• _SUPPLIED RECORDS_

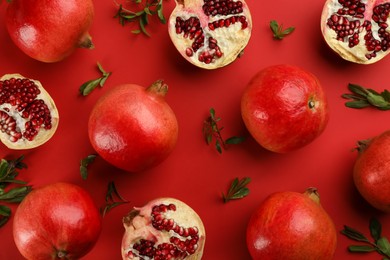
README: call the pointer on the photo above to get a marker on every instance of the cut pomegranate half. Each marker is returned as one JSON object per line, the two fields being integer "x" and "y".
{"x": 28, "y": 115}
{"x": 357, "y": 29}
{"x": 164, "y": 228}
{"x": 210, "y": 33}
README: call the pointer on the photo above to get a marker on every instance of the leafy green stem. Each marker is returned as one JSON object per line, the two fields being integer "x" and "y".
{"x": 211, "y": 131}
{"x": 361, "y": 97}
{"x": 90, "y": 85}
{"x": 150, "y": 8}
{"x": 237, "y": 190}
{"x": 380, "y": 244}
{"x": 8, "y": 174}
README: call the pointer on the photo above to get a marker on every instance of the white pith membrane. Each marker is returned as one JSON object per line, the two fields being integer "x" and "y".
{"x": 9, "y": 115}
{"x": 140, "y": 231}
{"x": 231, "y": 38}
{"x": 358, "y": 22}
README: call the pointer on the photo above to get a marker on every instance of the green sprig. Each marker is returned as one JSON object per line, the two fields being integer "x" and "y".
{"x": 211, "y": 131}
{"x": 238, "y": 189}
{"x": 380, "y": 244}
{"x": 113, "y": 199}
{"x": 87, "y": 87}
{"x": 151, "y": 8}
{"x": 362, "y": 97}
{"x": 8, "y": 174}
{"x": 278, "y": 31}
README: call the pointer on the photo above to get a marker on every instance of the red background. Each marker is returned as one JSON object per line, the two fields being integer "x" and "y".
{"x": 195, "y": 172}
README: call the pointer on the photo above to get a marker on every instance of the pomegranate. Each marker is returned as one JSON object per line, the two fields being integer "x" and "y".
{"x": 165, "y": 228}
{"x": 56, "y": 221}
{"x": 291, "y": 225}
{"x": 49, "y": 31}
{"x": 28, "y": 115}
{"x": 284, "y": 108}
{"x": 133, "y": 127}
{"x": 356, "y": 29}
{"x": 371, "y": 172}
{"x": 210, "y": 34}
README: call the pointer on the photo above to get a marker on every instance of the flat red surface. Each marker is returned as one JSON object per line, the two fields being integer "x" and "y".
{"x": 195, "y": 172}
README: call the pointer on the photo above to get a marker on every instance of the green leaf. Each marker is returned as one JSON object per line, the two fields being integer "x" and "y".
{"x": 384, "y": 246}
{"x": 15, "y": 195}
{"x": 87, "y": 87}
{"x": 235, "y": 140}
{"x": 113, "y": 199}
{"x": 278, "y": 32}
{"x": 375, "y": 229}
{"x": 363, "y": 97}
{"x": 237, "y": 189}
{"x": 160, "y": 13}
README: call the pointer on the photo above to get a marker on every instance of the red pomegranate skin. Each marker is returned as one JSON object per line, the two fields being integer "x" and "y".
{"x": 291, "y": 225}
{"x": 371, "y": 172}
{"x": 56, "y": 221}
{"x": 49, "y": 31}
{"x": 284, "y": 108}
{"x": 132, "y": 127}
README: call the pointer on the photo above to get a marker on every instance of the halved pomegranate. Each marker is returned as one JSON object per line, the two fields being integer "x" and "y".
{"x": 165, "y": 228}
{"x": 28, "y": 115}
{"x": 357, "y": 29}
{"x": 210, "y": 33}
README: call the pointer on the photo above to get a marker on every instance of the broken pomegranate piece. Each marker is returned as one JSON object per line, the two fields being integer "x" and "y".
{"x": 357, "y": 29}
{"x": 210, "y": 33}
{"x": 28, "y": 115}
{"x": 164, "y": 228}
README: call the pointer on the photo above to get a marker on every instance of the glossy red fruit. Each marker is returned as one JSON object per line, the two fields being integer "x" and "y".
{"x": 56, "y": 221}
{"x": 284, "y": 108}
{"x": 210, "y": 34}
{"x": 165, "y": 228}
{"x": 371, "y": 172}
{"x": 357, "y": 30}
{"x": 28, "y": 115}
{"x": 133, "y": 127}
{"x": 291, "y": 225}
{"x": 49, "y": 31}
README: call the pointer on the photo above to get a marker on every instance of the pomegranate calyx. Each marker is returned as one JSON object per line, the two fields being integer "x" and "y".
{"x": 362, "y": 145}
{"x": 313, "y": 194}
{"x": 158, "y": 88}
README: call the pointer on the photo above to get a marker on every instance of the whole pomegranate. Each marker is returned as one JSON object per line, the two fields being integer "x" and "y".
{"x": 210, "y": 34}
{"x": 357, "y": 30}
{"x": 133, "y": 127}
{"x": 49, "y": 31}
{"x": 28, "y": 115}
{"x": 371, "y": 172}
{"x": 165, "y": 228}
{"x": 284, "y": 108}
{"x": 56, "y": 221}
{"x": 291, "y": 225}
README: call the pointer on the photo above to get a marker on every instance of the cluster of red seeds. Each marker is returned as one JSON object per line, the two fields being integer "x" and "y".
{"x": 191, "y": 28}
{"x": 178, "y": 248}
{"x": 221, "y": 7}
{"x": 350, "y": 29}
{"x": 22, "y": 94}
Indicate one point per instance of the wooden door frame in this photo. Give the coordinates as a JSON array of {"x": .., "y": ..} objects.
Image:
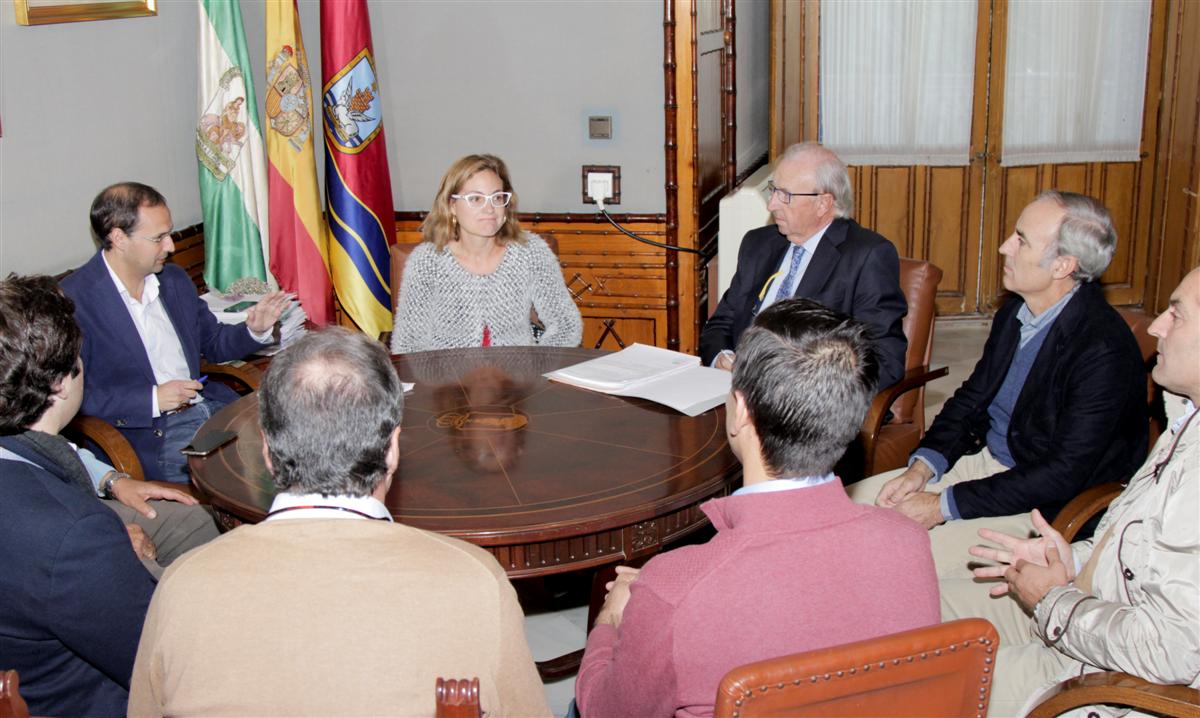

• _SET PROBLEM_
How many of the lines above contain the string "coordinates"? Reply with the number alone.

• _SOLUTION TO THE PROBLEM_
1